---- Task input

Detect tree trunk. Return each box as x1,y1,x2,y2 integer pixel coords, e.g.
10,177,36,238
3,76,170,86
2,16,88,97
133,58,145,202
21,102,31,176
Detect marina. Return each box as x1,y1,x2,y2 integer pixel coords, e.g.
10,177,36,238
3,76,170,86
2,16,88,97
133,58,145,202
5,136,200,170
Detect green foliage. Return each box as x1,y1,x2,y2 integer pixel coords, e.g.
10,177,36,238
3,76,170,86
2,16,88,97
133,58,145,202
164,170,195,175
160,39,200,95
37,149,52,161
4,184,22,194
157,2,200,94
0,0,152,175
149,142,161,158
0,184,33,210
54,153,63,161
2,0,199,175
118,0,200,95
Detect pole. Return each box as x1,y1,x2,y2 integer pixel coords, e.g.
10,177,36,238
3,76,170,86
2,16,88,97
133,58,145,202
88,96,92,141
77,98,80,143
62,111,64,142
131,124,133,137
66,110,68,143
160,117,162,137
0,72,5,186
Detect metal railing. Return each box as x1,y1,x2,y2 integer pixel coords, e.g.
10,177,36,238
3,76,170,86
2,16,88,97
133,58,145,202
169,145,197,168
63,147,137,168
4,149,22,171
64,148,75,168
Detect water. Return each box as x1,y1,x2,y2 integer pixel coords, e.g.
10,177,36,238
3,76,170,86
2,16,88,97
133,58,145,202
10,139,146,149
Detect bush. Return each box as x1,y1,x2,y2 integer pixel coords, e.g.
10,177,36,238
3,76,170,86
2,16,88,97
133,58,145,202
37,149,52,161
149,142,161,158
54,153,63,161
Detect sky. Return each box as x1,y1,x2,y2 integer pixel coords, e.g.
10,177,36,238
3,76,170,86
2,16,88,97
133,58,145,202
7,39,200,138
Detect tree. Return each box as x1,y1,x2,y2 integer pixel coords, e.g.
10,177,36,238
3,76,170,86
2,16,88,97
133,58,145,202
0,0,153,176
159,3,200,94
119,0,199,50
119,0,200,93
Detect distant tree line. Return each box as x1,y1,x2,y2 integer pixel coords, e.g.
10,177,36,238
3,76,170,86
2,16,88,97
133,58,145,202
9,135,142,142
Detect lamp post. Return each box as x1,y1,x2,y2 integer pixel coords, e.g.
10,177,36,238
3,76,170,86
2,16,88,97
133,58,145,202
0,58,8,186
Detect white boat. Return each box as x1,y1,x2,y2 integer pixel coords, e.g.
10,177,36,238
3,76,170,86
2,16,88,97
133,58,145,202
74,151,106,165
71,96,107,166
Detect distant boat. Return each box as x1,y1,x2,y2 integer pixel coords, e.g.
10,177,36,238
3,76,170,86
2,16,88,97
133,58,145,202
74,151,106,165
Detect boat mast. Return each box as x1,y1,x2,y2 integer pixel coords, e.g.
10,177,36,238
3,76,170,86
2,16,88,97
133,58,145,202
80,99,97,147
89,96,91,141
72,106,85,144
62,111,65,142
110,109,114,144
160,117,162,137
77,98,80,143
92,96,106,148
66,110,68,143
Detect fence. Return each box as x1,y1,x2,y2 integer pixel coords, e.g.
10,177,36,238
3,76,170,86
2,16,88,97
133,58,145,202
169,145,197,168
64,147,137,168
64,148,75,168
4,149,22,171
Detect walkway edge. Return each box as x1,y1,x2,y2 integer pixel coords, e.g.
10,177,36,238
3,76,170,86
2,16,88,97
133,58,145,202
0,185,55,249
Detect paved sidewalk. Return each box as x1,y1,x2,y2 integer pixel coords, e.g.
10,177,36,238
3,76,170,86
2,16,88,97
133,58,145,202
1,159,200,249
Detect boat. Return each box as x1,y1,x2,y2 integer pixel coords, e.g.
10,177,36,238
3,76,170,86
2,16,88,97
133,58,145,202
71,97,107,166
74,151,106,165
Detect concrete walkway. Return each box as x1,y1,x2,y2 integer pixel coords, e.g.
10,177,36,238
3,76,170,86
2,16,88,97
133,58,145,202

--------

Report back each line in the material above that contains the string "walkway".

§ **Answer section**:
Detect walkway edge. Return each box as x1,y1,x2,y2 integer pixel coords, e.g.
Detect concrete walkway. Return each box as x1,y1,x2,y2 integer pixel coords, e.g.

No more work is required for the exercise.